[ЗАДАНИЯ]
- a) В каком году был арестован Гаскин Сергей Аронович, согласно обзору журнальных публикаций?
- b) Продолжите обзор журнальных публикаций, начав сразу после его последнего предложения.

[ФРАГМЕНТ ТЕКСТА]
Понятно, что все это не улучшает отношений Польши ни с Израилем, ни с Украиной.


Владимир Бабенко. Калеки. Комедия в одном действии. Урал, 2019, № 2


Пьеса начинается с допроса — в сибирской глуши — Гаскина Сергея Ароновича, арестованного в 1952 году:


Я, Гаскин-Слепнер… Сергей Аронович… повторник… В тридцать седьмом я ввел следственные органы в заблуждение, отбывал в местах заключения… потом все дооформим… скрыл свое звериное лицо заклятого врага народа… сего числа… на допросе у майора Гринько сделал признание… в том, что… являясь заклятым врагом советского строя и товарища Сталина… используя свое служебное положение главврача районной больницы, я, Слепнер, создал вооруженную бандитскую ячейку… с целью примкнуть к московским врачам-отравителям, моим, то есть не моим, а его… учителям по московскому мединституту… а также с целью убийства первого секретаря… района… или горкома? Подумаем… путем укола смертельного раствора… Гм… Слушай, Слепнер, как он там по-научному, ну, укол этот…


Дальше действие начинает — по всем правилам драматургии — развиваться непредсказуемо. Сын майора Гринько, октябренок, случайно стреляет из отцовского пистолета, убивает подследственного и простреливает портрет Сталина. И это повод показать изнанку реальности. Оказывается, все герои — а это сотрудники НКВД и их родственники — на самом деле живые и симпатичные люди, ненавидящие советскую власть. И все они — украинцы или сибиряки-чалдоны. Единственное исключение — жена убитого Гаскина Регина, фанатичная коммунистка и идейная стукачка. Впрочем, и ей приходится несладко:


Серый мой, мой Арончик! Это я, я пришла к тебе наконец, твоя королева, твоя верная Регина-Рябина… Пришла я на костылях, не пришла, Арончик, а приползла. Из-за тебя, Арончик, и пострадала. Один лейтенант МГБ, такой милый молодой человек, во время допроса пнул мне в лодыжку сапогом и сломал мне там какую-то косточку… он, я уверена, не хотел меня покалечить. Такой симпатичный, такой ухоженный офицер, похоже, из порядочной еврейской семьи…


Да, еще более неприятный персонаж — лейтенант Ашкенази. Не украинец, не чалдон, а просто-напросто мерзавец. И как к этому относиться?


Написана же пьеса хорошо. Ну вот очень даже умело написана…


In memoriam: Олег Юрьев (1959–2018). Новое литературное обозрение, 2019, № 1(155)


Большой блок материалов, посвященный Олегу Юрьеву, включает статьи о нем, воспоминания, послесловие к немецкому изданию одной из его последних книг, фрагменты этой книги — «Обстоятельства образов действия».

[ИСХОДНЫЕ ЗАПИСИ]
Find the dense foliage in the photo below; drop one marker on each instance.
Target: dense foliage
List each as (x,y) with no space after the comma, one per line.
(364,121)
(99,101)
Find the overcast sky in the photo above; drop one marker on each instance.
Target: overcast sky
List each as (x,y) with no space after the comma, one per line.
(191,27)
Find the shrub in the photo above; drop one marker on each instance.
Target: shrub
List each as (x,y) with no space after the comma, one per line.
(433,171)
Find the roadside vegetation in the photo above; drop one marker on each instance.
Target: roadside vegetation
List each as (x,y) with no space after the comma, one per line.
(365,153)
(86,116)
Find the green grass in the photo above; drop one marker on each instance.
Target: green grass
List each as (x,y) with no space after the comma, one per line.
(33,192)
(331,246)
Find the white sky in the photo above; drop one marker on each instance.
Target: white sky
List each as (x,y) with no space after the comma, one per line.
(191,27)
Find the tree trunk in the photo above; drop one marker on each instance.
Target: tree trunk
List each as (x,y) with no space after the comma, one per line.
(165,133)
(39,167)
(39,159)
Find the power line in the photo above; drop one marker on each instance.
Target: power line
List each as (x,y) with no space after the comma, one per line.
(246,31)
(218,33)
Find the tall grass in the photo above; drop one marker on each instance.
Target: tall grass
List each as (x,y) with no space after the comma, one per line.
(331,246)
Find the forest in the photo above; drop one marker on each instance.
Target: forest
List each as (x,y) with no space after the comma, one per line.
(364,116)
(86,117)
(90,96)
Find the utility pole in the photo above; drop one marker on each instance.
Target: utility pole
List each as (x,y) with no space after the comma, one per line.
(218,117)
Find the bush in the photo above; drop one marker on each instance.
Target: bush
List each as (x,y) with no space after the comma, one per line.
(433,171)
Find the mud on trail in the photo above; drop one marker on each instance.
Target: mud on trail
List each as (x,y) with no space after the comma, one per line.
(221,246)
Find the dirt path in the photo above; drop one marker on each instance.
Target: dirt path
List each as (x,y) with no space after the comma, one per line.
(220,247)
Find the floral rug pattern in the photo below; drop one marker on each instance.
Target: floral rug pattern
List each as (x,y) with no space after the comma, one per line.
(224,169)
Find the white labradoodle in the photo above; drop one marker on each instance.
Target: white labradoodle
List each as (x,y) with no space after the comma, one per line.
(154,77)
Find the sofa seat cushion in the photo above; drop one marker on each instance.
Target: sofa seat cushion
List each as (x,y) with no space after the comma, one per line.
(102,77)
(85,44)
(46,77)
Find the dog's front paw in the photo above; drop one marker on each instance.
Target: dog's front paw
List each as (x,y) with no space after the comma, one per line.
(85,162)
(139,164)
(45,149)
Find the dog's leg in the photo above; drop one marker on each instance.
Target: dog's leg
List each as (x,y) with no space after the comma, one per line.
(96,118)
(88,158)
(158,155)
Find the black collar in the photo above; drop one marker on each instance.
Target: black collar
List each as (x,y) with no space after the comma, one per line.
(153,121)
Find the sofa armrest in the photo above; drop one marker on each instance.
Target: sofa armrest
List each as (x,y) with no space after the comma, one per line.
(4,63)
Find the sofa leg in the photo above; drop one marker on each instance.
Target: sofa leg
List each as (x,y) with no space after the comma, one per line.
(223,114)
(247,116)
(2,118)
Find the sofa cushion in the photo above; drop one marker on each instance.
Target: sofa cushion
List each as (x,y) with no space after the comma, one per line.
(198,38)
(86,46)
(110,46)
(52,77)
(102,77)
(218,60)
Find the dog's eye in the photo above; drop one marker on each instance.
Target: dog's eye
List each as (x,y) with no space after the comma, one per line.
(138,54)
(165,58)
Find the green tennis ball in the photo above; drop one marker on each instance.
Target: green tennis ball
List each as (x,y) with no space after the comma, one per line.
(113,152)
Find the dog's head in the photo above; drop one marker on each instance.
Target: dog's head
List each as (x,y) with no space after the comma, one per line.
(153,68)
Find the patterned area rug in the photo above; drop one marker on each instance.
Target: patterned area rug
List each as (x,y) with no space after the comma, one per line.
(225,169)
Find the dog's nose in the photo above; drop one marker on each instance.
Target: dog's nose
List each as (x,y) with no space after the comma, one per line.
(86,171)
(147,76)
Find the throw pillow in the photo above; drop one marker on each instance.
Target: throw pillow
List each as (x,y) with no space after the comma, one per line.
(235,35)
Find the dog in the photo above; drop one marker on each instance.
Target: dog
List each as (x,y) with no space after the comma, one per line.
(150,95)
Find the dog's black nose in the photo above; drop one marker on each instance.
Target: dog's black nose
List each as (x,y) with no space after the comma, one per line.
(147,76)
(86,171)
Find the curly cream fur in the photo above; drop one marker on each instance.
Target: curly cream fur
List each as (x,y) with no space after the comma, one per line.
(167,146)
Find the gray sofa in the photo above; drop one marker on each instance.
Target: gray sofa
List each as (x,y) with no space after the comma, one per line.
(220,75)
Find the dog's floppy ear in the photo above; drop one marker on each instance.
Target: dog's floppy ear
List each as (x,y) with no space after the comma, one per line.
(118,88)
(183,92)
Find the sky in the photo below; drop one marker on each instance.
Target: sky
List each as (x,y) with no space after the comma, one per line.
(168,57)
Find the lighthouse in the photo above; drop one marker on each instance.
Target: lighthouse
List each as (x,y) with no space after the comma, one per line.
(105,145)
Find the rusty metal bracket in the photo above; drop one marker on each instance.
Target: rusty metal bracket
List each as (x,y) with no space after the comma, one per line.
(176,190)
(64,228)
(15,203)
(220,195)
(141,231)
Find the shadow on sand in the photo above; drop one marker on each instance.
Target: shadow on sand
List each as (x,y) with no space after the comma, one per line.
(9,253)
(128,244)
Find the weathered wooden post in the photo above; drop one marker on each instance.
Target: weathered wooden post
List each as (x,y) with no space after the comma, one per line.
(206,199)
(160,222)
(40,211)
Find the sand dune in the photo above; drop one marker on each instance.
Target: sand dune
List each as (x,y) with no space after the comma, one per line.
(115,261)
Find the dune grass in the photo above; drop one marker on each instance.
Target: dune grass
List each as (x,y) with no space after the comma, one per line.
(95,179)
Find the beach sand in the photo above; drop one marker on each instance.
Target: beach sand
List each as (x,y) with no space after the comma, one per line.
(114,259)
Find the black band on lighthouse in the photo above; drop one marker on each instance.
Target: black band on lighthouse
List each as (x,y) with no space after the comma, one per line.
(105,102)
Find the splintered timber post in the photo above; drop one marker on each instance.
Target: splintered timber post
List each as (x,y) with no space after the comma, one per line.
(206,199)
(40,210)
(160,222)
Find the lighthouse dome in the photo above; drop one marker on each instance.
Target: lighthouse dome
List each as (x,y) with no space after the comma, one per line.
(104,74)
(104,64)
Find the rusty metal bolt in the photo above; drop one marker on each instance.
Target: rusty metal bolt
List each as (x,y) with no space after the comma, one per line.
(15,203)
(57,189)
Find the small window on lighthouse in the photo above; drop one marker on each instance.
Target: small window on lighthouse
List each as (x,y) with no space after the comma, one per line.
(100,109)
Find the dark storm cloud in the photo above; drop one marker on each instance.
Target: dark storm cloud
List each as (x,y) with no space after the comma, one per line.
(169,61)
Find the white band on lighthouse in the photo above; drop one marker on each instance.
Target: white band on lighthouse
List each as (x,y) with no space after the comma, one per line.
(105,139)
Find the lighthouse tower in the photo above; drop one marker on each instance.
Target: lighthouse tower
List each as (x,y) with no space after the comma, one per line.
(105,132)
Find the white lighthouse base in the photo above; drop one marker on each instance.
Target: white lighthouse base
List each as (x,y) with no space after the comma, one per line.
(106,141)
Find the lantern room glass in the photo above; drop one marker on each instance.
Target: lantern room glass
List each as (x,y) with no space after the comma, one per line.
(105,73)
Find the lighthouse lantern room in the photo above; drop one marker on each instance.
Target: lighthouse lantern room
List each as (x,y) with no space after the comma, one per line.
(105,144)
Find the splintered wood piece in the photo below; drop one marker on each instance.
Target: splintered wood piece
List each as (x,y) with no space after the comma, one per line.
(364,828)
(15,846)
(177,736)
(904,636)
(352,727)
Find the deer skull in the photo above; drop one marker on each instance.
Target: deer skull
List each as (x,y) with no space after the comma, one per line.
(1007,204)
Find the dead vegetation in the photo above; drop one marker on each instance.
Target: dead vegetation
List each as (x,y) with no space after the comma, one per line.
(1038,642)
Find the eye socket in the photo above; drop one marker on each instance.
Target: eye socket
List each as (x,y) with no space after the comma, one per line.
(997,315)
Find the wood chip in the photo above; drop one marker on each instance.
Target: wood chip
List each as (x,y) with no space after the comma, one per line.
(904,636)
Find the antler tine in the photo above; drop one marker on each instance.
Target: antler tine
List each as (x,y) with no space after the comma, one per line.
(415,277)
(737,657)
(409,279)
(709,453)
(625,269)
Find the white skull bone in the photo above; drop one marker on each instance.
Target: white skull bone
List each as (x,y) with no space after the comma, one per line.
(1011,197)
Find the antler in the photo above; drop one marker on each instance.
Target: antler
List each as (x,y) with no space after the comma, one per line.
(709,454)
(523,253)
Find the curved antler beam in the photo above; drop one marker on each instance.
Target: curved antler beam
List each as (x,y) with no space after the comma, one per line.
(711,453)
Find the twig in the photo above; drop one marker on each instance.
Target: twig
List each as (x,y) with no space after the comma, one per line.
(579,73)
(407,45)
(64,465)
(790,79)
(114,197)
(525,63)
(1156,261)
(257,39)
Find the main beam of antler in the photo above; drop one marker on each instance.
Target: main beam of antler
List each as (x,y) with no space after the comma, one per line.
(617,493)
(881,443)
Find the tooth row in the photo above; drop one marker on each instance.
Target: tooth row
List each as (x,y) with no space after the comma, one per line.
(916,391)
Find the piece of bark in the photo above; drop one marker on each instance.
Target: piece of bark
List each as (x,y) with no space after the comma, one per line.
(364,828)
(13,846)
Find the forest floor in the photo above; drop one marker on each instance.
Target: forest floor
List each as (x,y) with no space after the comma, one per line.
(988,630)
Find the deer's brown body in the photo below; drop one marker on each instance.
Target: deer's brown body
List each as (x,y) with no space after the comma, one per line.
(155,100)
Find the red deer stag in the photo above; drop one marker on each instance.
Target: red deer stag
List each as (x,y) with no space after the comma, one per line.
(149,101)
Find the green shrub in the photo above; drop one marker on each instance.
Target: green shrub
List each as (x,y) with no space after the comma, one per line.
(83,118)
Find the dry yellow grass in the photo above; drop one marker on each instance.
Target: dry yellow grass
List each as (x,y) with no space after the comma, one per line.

[ОТВЕТЫ К ЗАДАНИЯМ]
- a) В 1952 году.

- b)
Пожалуй, стоит ограничиться цитатами.


Писательство превращает человека в стул. И в персонажа, сидящего на этом стуле за письменным столом. Из этой профессиональной мышеловки нет выхода. Хотя Олег в последние годы нашел, кажется, этот выход. Мне кажется, он умер внутренне освободившимся, действительно свободным человеком. «Мир ловил меня, но не поймал», — написано на могиле Григория Сковороды. Олег любил эти слова. Я думаю, мир не поймал и Олега. И одиночество также было этому ценой.

(Ольга Мартынова)


Взамен ледяных смыслов официальной культуры с их ледяным дыханием Юрьев предлагает иное, по-настоящему человечное бытие.

(Алексей Порвин)


Что касается Юрьева, то здесь мы имеем дело с литературой одновременно русской, немецкой и — не в последнюю очередь — еврейской; и именно такая одновременность, такое противоречивое и неразделимое взаимопроникновение разнородных частей позволяет высекать искры.

(Томас Штангл)


Не знаю, ощущал ли Юрьев себя немецким писателем. Может быть, в последние годы… Что касается русской и еврейской составляющей, то у меня был с ним разговор на эту тему очень давно, в 1980-е годы, и вот какими словами Олега он закончился: «Быть писателем — это само по себе настолько серьезно, что все определения рядом с этим незначительны».


А вот цитата из «Обстоятельств образов действия» (это своего рода стихотворения в прозе, часть из которых была написана в самые последние месяцы жизни):


Люди умершие — действительно ли они слышат, когда их вспоминают? Особенно давно умершие — неприятно ли им секундное пробуждение по случайному воспоминанию, перерыв вечного сна?

А недавно умершие? Просто оглядываются и видят бесконечную лестницу эскалатора и твое полузнакомое лицо?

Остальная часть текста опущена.